> _Supplied passage_
________
# Projector recommendation for medium room



## rokus666 (Jul 17, 2008)

Anyone know the best bang for the buck for around 600$?

My room is meduim sized 18x12ft and I will be using it only at night time. 

I don't need a lot of inputs, bells and whistles, just need something minimal but with solid picture


----------



## Starmaster (Jun 3, 2012)

The Epson PowerLite Home Cinema 710HD 720p 3LCD Projector is a really good entry level PJ and has the 3LCD chip technology and for the money it is a really good PJ, prices range from $599 to $649 as $599 is the sale price on it, check out the info on it over at the Epson site here :T

Keep in mind that this PJ is not 3D

Also i didn't see that the site has the price on the right side at the time of typing this and if not allowed i apologize and will remove the link it if not allowed. :gulp:


----------



## rokus666 (Jul 17, 2008)

Starmaster said:


> The Epson PowerLite Home Cinema 710HD 720p 3LCD Projector is a really good entry level PJ and has the 3LCD chip technology and for the money it is a really good PJ, prices range from $599 to $649 as $599 is the sale price on it, check out the info on it over at the Epson site here :T
> 
> Keep in mind that this PJ is not 3D
> 
> Also i didn't see that the site has the price on the right side at the time of typing this and if not allowed i apologize and will remove the link it if not allowed. :gulp:


Oh that looks exactly what I am looking for. I don't really care about 3d stuff, I think it's gonna die out anyways...lddude: Loomens 2800 (pretty good I think?)
________
> _Set tasks_
a: For each statement, say yes or no to whether it agrees with the projector thread, and quote the words of the thread that decide it: (i) The room the projector is for measures 18x12ft. (ii) The recommended Epson projector supports 3D. (iii) The sale price of the recommended Epson projector is $649.
b: Copy the part of the projector thread that opens with the words containing "My room is meduim" and closes with "(Jun 3, 2012)".
________
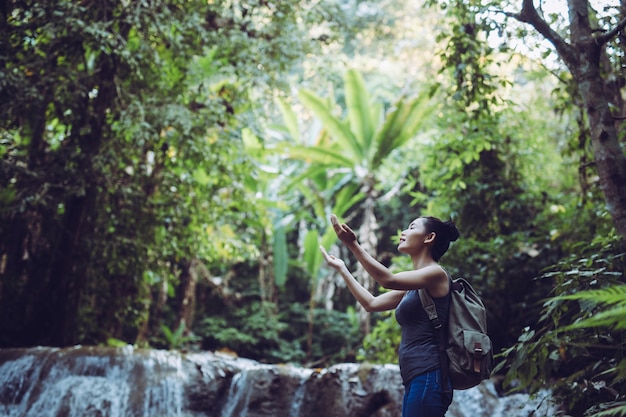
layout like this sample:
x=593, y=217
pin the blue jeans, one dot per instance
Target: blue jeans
x=424, y=396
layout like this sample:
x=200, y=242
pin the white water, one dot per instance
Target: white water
x=100, y=382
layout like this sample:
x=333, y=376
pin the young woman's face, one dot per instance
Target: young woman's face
x=413, y=237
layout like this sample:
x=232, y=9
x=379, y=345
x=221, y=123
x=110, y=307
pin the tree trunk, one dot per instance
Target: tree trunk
x=583, y=58
x=369, y=242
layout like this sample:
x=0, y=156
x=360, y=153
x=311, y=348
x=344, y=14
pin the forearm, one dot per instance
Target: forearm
x=363, y=296
x=375, y=269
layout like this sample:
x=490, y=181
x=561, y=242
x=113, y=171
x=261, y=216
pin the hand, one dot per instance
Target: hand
x=332, y=261
x=344, y=233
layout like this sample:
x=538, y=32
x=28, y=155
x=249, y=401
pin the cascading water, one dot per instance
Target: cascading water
x=127, y=382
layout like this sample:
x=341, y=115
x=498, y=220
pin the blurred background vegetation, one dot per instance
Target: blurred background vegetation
x=168, y=168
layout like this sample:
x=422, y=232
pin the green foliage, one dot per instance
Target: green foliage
x=578, y=343
x=256, y=331
x=382, y=343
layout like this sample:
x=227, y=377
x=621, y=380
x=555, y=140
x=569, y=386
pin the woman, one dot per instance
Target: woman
x=425, y=240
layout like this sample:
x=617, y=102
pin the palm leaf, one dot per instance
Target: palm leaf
x=400, y=125
x=281, y=255
x=359, y=110
x=290, y=119
x=317, y=155
x=337, y=129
________
> _Task-by-task answers_
a:
(i) Yes: "My room is meduim sized 18x12ft"
(ii) No: "Keep in mind that this PJ is not 3D"
(iii) No: "$599 is the sale price on it"

b:
My room is meduim sized 18x12ft and I will be using it only at night time. 

I don't need a lot of inputs, bells and whistles, just need something minimal but with solid picture


----------



## Starmaster (Jun 3, 2012)